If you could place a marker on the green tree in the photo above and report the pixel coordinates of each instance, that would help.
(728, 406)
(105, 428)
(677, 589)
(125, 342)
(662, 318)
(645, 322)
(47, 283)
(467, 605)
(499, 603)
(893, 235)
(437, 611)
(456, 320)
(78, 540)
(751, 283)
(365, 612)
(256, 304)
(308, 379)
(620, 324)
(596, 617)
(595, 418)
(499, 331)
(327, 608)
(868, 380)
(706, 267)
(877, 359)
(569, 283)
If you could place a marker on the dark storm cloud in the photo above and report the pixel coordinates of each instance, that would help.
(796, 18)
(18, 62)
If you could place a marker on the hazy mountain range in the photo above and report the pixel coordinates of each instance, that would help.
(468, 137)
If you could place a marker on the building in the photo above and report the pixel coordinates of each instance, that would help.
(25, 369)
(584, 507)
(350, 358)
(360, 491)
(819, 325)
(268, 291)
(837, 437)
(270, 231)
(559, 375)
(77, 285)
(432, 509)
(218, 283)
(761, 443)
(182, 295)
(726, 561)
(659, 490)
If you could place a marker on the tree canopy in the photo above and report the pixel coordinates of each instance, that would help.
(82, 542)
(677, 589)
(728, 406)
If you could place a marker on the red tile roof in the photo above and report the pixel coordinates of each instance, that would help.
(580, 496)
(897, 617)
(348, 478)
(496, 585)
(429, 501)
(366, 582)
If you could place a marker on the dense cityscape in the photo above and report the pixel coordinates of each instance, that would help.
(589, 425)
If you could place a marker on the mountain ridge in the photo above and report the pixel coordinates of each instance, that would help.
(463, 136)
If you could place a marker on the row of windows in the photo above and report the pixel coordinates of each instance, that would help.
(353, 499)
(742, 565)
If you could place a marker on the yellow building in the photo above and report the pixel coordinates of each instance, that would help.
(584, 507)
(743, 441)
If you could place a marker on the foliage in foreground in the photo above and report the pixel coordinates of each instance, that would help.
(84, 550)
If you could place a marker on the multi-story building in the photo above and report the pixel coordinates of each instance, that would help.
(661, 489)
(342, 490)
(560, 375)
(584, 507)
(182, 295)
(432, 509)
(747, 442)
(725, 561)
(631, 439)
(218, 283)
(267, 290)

**AIM OF THE EXERCISE**: Copy out every item above line for line, changing nothing.

**COMPLETE OUTPUT**:
If you could place a marker on the green tree in the photo above and report the pixel coordinates of each instance, that would help.
(728, 406)
(105, 428)
(677, 589)
(125, 342)
(662, 318)
(645, 322)
(47, 283)
(467, 605)
(499, 603)
(893, 235)
(437, 611)
(456, 320)
(78, 540)
(751, 283)
(365, 612)
(256, 304)
(308, 379)
(620, 324)
(596, 617)
(595, 418)
(499, 331)
(327, 608)
(868, 380)
(706, 267)
(877, 359)
(569, 283)
If you could place a marker on the dark storm cloud in the photo above and report the pixel coordinates of each instance, that would help.
(796, 18)
(18, 62)
If you could place a marker on the hazy mountain range in the photo above and report the pixel coordinates of each instance, that would help.
(468, 137)
If you could place a marker on the building in the photo above and report the pixel coordinates of each instance, that would help.
(25, 369)
(584, 507)
(350, 358)
(360, 491)
(819, 325)
(268, 291)
(837, 437)
(270, 231)
(559, 375)
(77, 285)
(432, 509)
(218, 283)
(761, 443)
(182, 295)
(726, 561)
(659, 490)
If you could place a marker on the tree canopy in the photo above and report the pixel coordinates of each instance, that would help.
(82, 542)
(677, 589)
(728, 406)
If you could place a marker on the red tile roof in the photo above and report the pixel coordinates of each instance, that would help.
(580, 496)
(897, 617)
(348, 478)
(496, 585)
(429, 501)
(366, 582)
If you could place a marker on the dense cityscape in the photo above and report the pixel coordinates of each instance, that would help.
(589, 425)
If you could place a marker on the mountain ridge in the photo above and report the pixel coordinates of each instance, that would help.
(463, 136)
If you could place a marker on the row of windows in the photo above and report the pixel coordinates of each instance, that would help.
(353, 499)
(742, 565)
If you could place a marker on the yellow building in the photo above and report the pixel coordinates of each instance, that would help.
(584, 507)
(743, 441)
If you could place a marker on the foliage in foreground in the photo above and report the pixel coordinates of each instance, that would help.
(84, 550)
If you could place a marker on the multi-story building in the photo above and report the pixel coordinates of each instance, that would help.
(661, 489)
(342, 490)
(560, 375)
(584, 507)
(182, 295)
(432, 509)
(747, 442)
(725, 561)
(631, 439)
(218, 283)
(267, 290)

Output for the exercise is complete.